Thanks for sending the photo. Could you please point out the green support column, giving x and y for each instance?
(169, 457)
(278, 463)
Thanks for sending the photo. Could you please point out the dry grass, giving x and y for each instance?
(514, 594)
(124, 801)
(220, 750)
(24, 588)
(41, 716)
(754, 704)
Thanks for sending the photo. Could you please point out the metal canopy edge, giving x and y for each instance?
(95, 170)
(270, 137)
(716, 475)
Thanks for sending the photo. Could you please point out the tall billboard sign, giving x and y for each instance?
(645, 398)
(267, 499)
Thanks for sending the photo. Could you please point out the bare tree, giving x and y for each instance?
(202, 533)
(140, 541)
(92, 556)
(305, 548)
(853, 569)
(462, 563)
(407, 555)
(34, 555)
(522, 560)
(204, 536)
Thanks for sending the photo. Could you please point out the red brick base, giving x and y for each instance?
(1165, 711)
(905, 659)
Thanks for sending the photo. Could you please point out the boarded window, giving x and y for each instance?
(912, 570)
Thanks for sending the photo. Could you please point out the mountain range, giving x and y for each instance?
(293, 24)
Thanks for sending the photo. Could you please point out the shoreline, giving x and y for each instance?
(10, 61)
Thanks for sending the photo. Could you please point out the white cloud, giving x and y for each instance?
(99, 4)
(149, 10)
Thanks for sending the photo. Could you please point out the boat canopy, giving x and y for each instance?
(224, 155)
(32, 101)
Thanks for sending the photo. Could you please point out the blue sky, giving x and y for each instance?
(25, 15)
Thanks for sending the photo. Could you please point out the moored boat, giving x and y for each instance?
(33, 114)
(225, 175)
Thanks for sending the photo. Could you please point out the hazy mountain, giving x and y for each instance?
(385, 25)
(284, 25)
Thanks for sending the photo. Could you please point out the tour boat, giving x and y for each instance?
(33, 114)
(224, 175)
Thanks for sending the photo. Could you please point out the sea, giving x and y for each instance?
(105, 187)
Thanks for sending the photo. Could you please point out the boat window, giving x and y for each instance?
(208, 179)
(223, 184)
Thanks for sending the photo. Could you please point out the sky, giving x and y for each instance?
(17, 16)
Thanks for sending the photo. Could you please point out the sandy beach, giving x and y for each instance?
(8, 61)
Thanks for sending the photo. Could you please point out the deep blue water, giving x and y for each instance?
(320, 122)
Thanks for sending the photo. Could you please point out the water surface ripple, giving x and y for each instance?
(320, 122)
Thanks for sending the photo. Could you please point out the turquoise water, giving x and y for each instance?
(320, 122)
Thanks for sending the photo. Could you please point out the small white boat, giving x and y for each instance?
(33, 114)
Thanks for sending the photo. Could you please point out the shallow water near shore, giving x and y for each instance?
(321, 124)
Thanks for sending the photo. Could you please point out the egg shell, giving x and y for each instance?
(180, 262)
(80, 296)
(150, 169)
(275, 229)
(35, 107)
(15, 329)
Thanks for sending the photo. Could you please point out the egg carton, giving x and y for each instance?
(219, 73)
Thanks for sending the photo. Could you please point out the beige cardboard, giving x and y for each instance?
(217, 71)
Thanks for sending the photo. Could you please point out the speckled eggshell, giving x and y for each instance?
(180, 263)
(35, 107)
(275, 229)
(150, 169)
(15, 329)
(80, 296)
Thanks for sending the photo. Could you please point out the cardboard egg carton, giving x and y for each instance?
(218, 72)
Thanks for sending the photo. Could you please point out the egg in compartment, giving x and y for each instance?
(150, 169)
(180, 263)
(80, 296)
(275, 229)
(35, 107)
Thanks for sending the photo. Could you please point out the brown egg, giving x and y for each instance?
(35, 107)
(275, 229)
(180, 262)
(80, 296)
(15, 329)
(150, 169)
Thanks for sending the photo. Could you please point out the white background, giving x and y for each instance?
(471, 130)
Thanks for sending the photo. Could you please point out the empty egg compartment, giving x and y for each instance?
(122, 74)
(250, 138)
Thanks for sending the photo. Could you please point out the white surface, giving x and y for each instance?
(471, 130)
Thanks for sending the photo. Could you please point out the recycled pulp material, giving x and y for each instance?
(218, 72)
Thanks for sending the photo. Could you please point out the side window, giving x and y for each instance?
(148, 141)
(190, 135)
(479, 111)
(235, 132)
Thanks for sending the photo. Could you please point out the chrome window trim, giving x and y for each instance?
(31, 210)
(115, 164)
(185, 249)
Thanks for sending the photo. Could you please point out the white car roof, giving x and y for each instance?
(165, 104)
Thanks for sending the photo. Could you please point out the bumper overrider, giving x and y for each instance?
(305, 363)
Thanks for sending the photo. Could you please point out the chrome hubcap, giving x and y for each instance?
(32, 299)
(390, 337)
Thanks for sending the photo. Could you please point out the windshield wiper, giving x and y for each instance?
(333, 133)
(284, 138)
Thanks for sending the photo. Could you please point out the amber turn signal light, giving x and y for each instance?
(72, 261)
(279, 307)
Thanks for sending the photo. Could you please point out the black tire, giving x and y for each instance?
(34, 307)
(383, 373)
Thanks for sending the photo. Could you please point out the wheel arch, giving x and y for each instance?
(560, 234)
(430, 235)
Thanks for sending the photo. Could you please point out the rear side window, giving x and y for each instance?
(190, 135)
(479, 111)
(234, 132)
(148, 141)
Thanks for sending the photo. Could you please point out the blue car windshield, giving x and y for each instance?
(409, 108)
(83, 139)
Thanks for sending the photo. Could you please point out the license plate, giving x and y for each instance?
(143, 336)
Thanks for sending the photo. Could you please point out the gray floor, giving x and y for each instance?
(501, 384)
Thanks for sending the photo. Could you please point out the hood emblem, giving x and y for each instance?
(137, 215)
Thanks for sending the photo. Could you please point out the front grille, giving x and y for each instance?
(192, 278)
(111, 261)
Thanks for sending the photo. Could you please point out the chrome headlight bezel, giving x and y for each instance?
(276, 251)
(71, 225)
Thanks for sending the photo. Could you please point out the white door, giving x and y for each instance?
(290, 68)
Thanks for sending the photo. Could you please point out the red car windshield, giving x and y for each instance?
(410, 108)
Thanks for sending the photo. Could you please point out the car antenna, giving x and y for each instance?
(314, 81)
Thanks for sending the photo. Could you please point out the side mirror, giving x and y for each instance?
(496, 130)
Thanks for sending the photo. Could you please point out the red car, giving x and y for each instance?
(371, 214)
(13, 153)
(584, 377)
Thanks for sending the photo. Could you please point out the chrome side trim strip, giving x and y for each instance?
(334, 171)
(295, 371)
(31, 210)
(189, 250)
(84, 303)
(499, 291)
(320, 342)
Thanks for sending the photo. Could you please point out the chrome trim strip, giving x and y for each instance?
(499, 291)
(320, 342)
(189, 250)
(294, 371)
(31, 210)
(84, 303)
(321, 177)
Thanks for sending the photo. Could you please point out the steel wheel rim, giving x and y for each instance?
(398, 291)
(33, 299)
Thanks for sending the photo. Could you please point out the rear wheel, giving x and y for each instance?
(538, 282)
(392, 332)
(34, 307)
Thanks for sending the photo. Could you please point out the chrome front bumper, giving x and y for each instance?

☆ ☆ ☆ ☆ ☆

_Task prompt_
The material is to be transcribed once more, exactly and completely.

_Answer section_
Thanks for sending the photo. Could you please point out the green support column, giving x and y for each instance?
(169, 457)
(278, 463)
Thanks for sending the photo. Could you please point out the dry grass, giving x and y for each instance?
(514, 594)
(124, 801)
(220, 750)
(24, 588)
(41, 716)
(754, 704)
Thanks for sending the photo. Could you please point out the metal canopy edge, giving x and y for each instance?
(95, 170)
(270, 137)
(716, 475)
Thanks for sending the photo. Could you please point out the tall billboard sign, giving x and y for each instance?
(645, 398)
(267, 499)
Thanks for sending the photo. Could you please point out the bare tree, giving x and y for each instance?
(202, 533)
(140, 541)
(92, 556)
(305, 548)
(853, 569)
(462, 563)
(407, 555)
(34, 555)
(522, 560)
(204, 536)
Thanks for sending the photo. Could you please point out the red brick base, giving x and y for each instance?
(1165, 711)
(905, 659)
Thanks for sending the photo. Could you please point out the boarded window, giving x and y for each instance?
(912, 570)
Thanks for sending the photo. Could you please point out the mountain range, giving x and y for each instance?
(293, 24)
Thanks for sending the photo. Could you please point out the shoreline, giving x and y for each instance?
(10, 61)
Thanks for sending the photo. Could you please point out the white cloud, giving x and y for each instance?
(99, 4)
(149, 10)
Thanks for sending the photo. Could you please point out the boat canopy, giving x and y for each instance?
(224, 155)
(32, 101)
Thanks for sending the photo. Could you please point out the blue sky, giving x and y for each instance?
(25, 15)
Thanks for sending the photo. Could you please point out the moored boat, giving x and y for each instance?
(33, 114)
(225, 175)
Thanks for sending the photo. Could you please point out the hazy mountain, giving x and y for each instance?
(385, 25)
(284, 25)
Thanks for sending the photo. Could you please point out the tour boat, giving x and y for each instance?
(33, 114)
(224, 175)
Thanks for sending the photo. Could you please point out the sea, giving x and y for each instance?
(105, 187)
Thanks for sending the photo. Could you please point out the boat window, giving x and y for each instance?
(208, 179)
(223, 184)
Thanks for sending the photo. Could you please point out the sky, giving x and y for each instance?
(17, 16)
Thanks for sending the photo. Could you please point out the sandy beach, giving x and y for each instance?
(8, 61)
Thanks for sending the photo. Could you please point out the deep blue water, giving x and y for each instance?
(320, 122)
Thanks for sending the photo. Could you please point out the water surface ripple, giving x and y for each instance?
(320, 122)
Thanks for sending the photo. Could you please point out the turquoise water, giving x and y for each instance?
(320, 122)
Thanks for sending the photo. Could you please point out the small white boat, giving x and y for each instance?
(33, 114)
Thanks for sending the photo. Could you please point out the shallow water near shore, giving x and y for each instance?
(321, 124)
Thanks for sending the photo. Could you please point out the egg shell, giving x and y for each instance?
(180, 262)
(80, 296)
(150, 169)
(275, 229)
(35, 107)
(15, 329)
Thanks for sending the photo. Could you please point out the egg carton, giving x and y for each instance?
(219, 73)
Thanks for sending the photo. Could you please point out the beige cardboard, giving x and y for each instance?
(217, 71)
Thanks for sending the photo. Could you please point out the speckled eggshell, giving x and y for each instance?
(180, 263)
(35, 107)
(275, 229)
(150, 169)
(15, 329)
(80, 296)
Thanks for sending the photo. Could you please point out the cardboard egg carton, giving x and y for each instance?
(218, 72)
Thanks for sending the photo. Could you please point out the egg in compartment, giving x and y for each instance?
(150, 169)
(180, 263)
(80, 296)
(275, 229)
(35, 107)
Thanks for sending the photo. Could you please point out the brown egg, giving x and y for each instance?
(35, 107)
(275, 229)
(180, 262)
(80, 296)
(15, 329)
(150, 169)
Thanks for sending the photo. Could you please point out the white background, giving x and y for each instance?
(471, 130)
Thanks for sending the photo. Could you please point out the empty egg compartment, giving x and y for each instance?
(122, 74)
(250, 138)
Thanks for sending the photo. Could you please point out the white surface, giving x and y for each instance?
(471, 130)
Thanks for sending the photo. Could you please point out the recycled pulp material, giving x and y for each instance?
(218, 72)
Thanks for sending the photo. Could you please point out the side window, giving x and y for each instance?
(148, 141)
(190, 135)
(479, 111)
(235, 132)
Thanks for sending the photo. Could you please point out the chrome window trim, giving x and y for each instance?
(31, 210)
(115, 164)
(185, 249)
Thanks for sending the photo. Could you please point out the white car roof, giving x and y for each instance?
(165, 104)
Thanks for sending the photo. Could you please point out the bumper overrider, giving x and y for each instance?
(305, 363)
Thanks for sending the photo. Could you please point out the chrome hubcap, giving x and y for each instance?
(32, 299)
(390, 337)
Thanks for sending the photo. Could you please point out the windshield wiper, giving x and y for each instance?
(333, 133)
(284, 138)
Thanks for sending the photo. Could you please point out the amber turn signal light, giving x and y for each instance?
(72, 261)
(279, 307)
Thanks for sending the photo. Could you please point out the black tire, giving x and y for each instance?
(34, 307)
(383, 373)
Thanks for sending the photo. Could you please point out the wheel arch, giving x and y for each instance?
(560, 234)
(430, 235)
Thanks for sending the photo. Could you please point out the rear side window, giving x and y for each instance?
(190, 135)
(479, 111)
(234, 132)
(148, 141)
Thanks for sending the photo. Could you please point out the blue car windshield, giving x and y for each instance?
(409, 108)
(83, 139)
Thanks for sending the photo. Could you please point out the license plate, giving x and y for each instance?
(143, 336)
Thanks for sending the photo. Could you please point out the gray floor, giving x and y for each instance?
(501, 384)
Thanks for sending the photo. Could you please point out the hood emblem, giving x and y for each instance?
(137, 215)
Thanks for sending the photo. Could you please point out the front grille, giving x and y for each instance?
(192, 278)
(111, 261)
Thanks for sending the photo. Could you please point out the chrome headlight bezel, giving x and y for each instance?
(276, 251)
(71, 225)
Thanks for sending the photo. Could you please point out the white door, giving x and y for each instance?
(290, 68)
Thanks for sending the photo. Could you please point out the red car windshield, giving x and y for each instance?
(410, 108)
Thanks for sending the photo. Could you please point out the car antenna, giving x and y for each instance?
(314, 81)
Thanks for sending the photo. Could you please point out the side mirror, giving x and y for each instance?
(496, 130)
Thanks for sending the photo. Could you please point out the red car, giving x and y for each instance?
(371, 214)
(13, 153)
(584, 377)
Thanks for sending the photo. Could you please point out the chrome side trim strip, giving x and y for each instance?
(334, 171)
(295, 371)
(31, 210)
(189, 250)
(84, 303)
(499, 291)
(320, 342)
Thanks for sending the photo. Could you please point out the chrome trim strip, giving x and y for each instance?
(499, 291)
(320, 342)
(189, 250)
(294, 371)
(31, 210)
(84, 303)
(321, 177)
Thanks for sending the photo. Could you please point out the steel wheel rim, giving x and y for each instance?
(398, 291)
(33, 299)
Thanks for sending the photo. Could you please point out the rear wheel, giving x and y for each instance?
(538, 282)
(392, 332)
(34, 307)
Thanks for sending the photo. Could you please point out the chrome front bumper, giving x and y for each instance?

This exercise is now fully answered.